Before the Court is a Motion to Vacate, Set Aside, or Correct Sentence pursuant to 28 U.S.C. § 2255, filed by Defendant John Harold Materne. [Doc. No. 130]. By his motion, Materne seeks to vacate his conviction under 18 U.S.C. § 924(c) (brandishing a firearm during a crime of violence) based upon recent rulings by the United States Supreme Court and the Fifth Circuit Court of Appeals holding that certain residual clauses set forth in § 924 are unconstitutionally vague. The motion was referred to Magistrate Judge Kay for Report and Recommendation. The Magistrate Judge recommends the motion be denied and dismissed with prejudice. [Doc. No. 148]. The Court issues this Ruling to address Materne's objection to the Report and Recommendation. [Doc. No. 149].

Materne was convicted of one count of committing a robbery within the territorial jurisdiction of the United States, in violation of 18 U.S.C. § 2111, and one count of brandishing a firearm during a crime of violence, in violation of 18 U.S.C. § 924(c)(1)(A)(ii). By his objection, Materne argues his conviction for brandishing a firearm during a crime of violence should be vacated, because the residual clause of the statute's definition of "crime of violence" is unconstitutionally vague. See 18 U.S.C. § 924(c)(3)(B),

The predicate offense for Materne's firearm conviction is robbery within the territorial jurisdiction of the United States, 18 U.S.C. § 2111. That statute provides: "Whoever, within the special maritime and territorial jurisdiction of the United States, by force and violence, or by intimidation, takes or attempts to take from the person or presence of another anything of value, shall be imprisoned not more than fifteen years." 18 U.S.C. § 2111 (emphasis added).

Materne was convicted of the firearm charge pursuant to 18 U.S.C. § 924(c)(1)(A)(ii), which provides in pertinent part:

[A]ny person who, during and in relation to any crime of violence . . . uses or carries a firearm . . . shall, in addition to the punishment provided for such crime of violence . . . — . . . (ii) if the firearm is brandished, be sentenced to a term of imprisonment of not less than 7 years. . . .

18 U.S.C. § 924(c)(1)(A)(ii) (emphasis added).

Section 924 defines "crime of violence" as follows:

For purposes of this subsection the term "crime of violence" means an offense that is a felony and— (A) has as an element the use, attempted use, or threatened use of physical force against the person or property of another, or (B) that by its nature, involves a substantial risk that physical force against the person or property of another may be used in the course of committing the offense.

▸ GIVEN REQUEST
Reproduce the portion of the court ruling that opens with the words containing "18 U.S.C. § 924(c)(1)(A)(ii) (emphasis" and closes with "committing the offense.".

Entries from a set of point annotations

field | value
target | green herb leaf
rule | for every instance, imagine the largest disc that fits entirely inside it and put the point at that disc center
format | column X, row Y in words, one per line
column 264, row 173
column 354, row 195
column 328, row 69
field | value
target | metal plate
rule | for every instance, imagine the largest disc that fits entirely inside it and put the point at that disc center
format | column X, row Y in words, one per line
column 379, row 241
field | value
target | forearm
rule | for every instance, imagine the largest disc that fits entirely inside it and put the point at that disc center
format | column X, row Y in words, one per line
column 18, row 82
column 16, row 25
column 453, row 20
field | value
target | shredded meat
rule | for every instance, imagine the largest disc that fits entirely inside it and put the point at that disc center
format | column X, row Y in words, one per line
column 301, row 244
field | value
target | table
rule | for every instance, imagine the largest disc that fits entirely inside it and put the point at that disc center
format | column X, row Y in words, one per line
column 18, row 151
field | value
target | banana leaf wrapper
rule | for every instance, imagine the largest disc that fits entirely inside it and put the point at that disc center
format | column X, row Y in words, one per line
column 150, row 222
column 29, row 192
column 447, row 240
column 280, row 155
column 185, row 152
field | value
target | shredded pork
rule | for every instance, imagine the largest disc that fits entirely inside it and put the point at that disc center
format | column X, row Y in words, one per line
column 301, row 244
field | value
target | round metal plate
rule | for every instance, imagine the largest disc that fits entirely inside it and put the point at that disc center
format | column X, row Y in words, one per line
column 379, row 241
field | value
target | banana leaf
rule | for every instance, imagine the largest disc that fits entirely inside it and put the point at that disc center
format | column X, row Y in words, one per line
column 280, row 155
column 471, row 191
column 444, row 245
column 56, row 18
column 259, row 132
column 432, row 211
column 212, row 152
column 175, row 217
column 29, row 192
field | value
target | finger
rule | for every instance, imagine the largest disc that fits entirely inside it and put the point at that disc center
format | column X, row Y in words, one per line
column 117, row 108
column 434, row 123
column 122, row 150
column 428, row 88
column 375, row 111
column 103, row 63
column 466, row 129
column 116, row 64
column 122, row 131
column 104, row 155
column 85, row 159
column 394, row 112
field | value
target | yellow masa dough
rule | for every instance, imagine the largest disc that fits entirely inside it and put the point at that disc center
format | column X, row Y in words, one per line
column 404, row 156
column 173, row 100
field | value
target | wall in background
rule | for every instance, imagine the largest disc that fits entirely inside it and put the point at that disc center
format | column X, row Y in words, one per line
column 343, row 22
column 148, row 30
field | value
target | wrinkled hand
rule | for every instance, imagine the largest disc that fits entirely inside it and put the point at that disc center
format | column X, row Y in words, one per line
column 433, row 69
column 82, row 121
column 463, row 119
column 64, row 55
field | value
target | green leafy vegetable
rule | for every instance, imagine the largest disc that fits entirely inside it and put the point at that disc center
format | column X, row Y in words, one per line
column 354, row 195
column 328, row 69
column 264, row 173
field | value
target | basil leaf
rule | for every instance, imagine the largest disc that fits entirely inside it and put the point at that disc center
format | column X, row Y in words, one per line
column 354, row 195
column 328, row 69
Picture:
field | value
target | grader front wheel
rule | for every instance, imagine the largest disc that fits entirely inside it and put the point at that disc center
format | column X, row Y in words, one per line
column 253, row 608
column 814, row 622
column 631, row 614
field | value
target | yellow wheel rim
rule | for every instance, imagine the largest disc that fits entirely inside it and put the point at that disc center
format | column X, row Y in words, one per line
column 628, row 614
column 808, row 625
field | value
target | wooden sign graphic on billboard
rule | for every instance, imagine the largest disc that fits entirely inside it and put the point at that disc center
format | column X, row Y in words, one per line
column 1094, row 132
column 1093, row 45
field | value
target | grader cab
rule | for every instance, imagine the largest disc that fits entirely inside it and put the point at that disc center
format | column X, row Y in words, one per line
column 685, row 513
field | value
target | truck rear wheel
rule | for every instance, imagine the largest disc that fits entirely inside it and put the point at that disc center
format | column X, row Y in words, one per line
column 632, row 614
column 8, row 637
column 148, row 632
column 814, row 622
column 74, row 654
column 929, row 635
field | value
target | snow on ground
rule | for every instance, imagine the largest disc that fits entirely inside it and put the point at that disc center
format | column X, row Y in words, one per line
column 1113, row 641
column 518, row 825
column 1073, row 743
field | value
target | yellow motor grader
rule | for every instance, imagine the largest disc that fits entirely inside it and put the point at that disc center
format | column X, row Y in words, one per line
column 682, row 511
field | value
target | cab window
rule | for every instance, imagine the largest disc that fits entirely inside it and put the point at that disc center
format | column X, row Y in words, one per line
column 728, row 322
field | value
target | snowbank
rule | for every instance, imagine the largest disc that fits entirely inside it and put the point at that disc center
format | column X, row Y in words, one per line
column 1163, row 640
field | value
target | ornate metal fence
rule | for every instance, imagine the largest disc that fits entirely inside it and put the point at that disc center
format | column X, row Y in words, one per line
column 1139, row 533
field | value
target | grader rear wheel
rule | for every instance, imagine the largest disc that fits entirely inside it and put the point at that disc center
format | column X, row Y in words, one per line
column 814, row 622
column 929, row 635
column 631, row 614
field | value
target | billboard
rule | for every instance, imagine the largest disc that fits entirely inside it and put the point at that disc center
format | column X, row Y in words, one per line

▸ ANSWER TO THE TASK
18 U.S.C. § 924(c)(1)(A)(ii) (emphasis added).

Section 924 defines "crime of violence" as follows:

For purposes of this subsection the term "crime of violence" means an offense that is a felony and— (A) has as an element the use, attempted use, or threatened use of physical force against the person or property of another, or (B) that by its nature, involves a substantial risk that physical force against the person or property of another may be used in the course of committing the offense.